── SOURCE PASSAGE

In its own way, this half-hour programme contained more real politics than one of the BBC's currently bloated news bulletins, flabby with hollow rebuttals and "expert" conjecture. It came with ingenious visuals - Mrs Cohen racing herself up a pair of escalators to illustrate how a rising stockmarket and depreciating currency affect different kinds of investment - but it tackled big issues too, from the failure of Mrs Thatcher's attempt to create a share-owning democracy to the wobbly prognosis for the welfare state. Its appeal to informed common sense was also an attractive correction to the mystification of the city priesthood. Stocks may fall as well as rise, though, and if the market really is trembling on the brink of a slump, as some suggest, this winning appeal to get stuck in might yet look singularly ill-timed.

It's the lowest blow to quote a programme's publicity against it, but in the case of We Know Where You Live (C5, Sunday and Monday) I can't resist. "Nothing is safe from their satire!" exclaims the press release for Channel 5's new Fast Show wannabe: "The team show no mercy on shopping channels and music TV." Well, there's excoriating comic courage for you... if either of those targets are sacred cows, you can call me Aberdeen Angus. It isn't the performer's fault, obviously, that people are running around making over-inflated claims for them, but the discrepancy between promise and performance does alert you to the bluntened edge of the comedy, which recycles the old student revue dependables - television parodies, pastiche adverts, current affairs skits - to a slightly numbing effect. One way or another, you've seen much of this before - the television presenters quarrelling over a single subject (first delivered by Monty Python), the French film parody (last seen on The Fast Show), the emergency-room sketch (an almost identical reprise of Hospital!, one of Channel 5's own launch-night programmes). Everything is safe from their satire, because it is so predictable in its targets.

────
── DATASET EXTRACT

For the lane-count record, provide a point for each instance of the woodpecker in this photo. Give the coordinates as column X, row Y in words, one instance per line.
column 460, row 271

────
── DATASET EXTRACT

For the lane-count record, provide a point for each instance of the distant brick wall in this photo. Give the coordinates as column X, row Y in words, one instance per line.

────
── DATASET EXTRACT

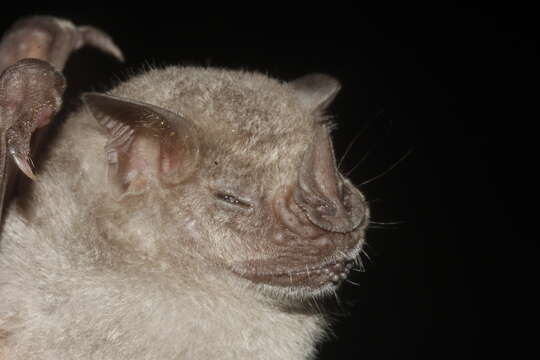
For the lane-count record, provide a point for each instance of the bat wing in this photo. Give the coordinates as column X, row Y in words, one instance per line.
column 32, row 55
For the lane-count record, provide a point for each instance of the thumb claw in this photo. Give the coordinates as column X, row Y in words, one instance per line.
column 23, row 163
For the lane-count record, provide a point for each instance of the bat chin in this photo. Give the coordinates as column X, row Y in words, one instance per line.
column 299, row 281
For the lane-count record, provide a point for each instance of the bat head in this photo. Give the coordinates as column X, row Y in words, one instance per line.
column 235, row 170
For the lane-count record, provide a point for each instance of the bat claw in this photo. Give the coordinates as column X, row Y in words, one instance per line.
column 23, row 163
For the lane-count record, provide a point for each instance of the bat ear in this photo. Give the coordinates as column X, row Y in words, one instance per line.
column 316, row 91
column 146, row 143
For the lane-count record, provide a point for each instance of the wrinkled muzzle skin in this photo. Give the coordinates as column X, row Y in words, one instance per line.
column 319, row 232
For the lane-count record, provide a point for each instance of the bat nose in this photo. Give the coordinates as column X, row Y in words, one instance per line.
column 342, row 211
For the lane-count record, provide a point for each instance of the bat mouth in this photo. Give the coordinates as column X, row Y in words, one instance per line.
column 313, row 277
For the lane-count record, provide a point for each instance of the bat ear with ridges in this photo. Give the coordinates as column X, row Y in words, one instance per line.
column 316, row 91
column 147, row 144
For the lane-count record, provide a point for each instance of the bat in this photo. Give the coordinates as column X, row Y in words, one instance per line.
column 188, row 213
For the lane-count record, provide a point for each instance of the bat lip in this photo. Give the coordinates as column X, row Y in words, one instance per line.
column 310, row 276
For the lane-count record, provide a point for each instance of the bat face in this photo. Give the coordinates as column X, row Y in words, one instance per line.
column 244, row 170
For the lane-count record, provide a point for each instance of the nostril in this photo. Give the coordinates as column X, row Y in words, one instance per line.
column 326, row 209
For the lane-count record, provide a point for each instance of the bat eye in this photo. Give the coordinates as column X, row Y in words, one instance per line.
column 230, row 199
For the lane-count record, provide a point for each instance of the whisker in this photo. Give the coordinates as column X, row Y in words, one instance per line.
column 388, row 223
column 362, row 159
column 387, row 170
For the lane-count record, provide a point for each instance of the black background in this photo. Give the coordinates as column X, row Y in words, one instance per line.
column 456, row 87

────

# WHAT THE EXERCISE ASKS
Reproduce the passage of the television review above starting with "In its own way, this" and going on through "look singularly ill-timed.".

# RESPONSE TO THE EXERCISE
In its own way, this half-hour programme contained more real politics than one of the BBC's currently bloated news bulletins, flabby with hollow rebuttals and "expert" conjecture. It came with ingenious visuals - Mrs Cohen racing herself up a pair of escalators to illustrate how a rising stockmarket and depreciating currency affect different kinds of investment - but it tackled big issues too, from the failure of Mrs Thatcher's attempt to create a share-owning democracy to the wobbly prognosis for the welfare state. Its appeal to informed common sense was also an attractive correction to the mystification of the city priesthood. Stocks may fall as well as rise, though, and if the market really is trembling on the brink of a slump, as some suggest, this winning appeal to get stuck in might yet look singularly ill-timed.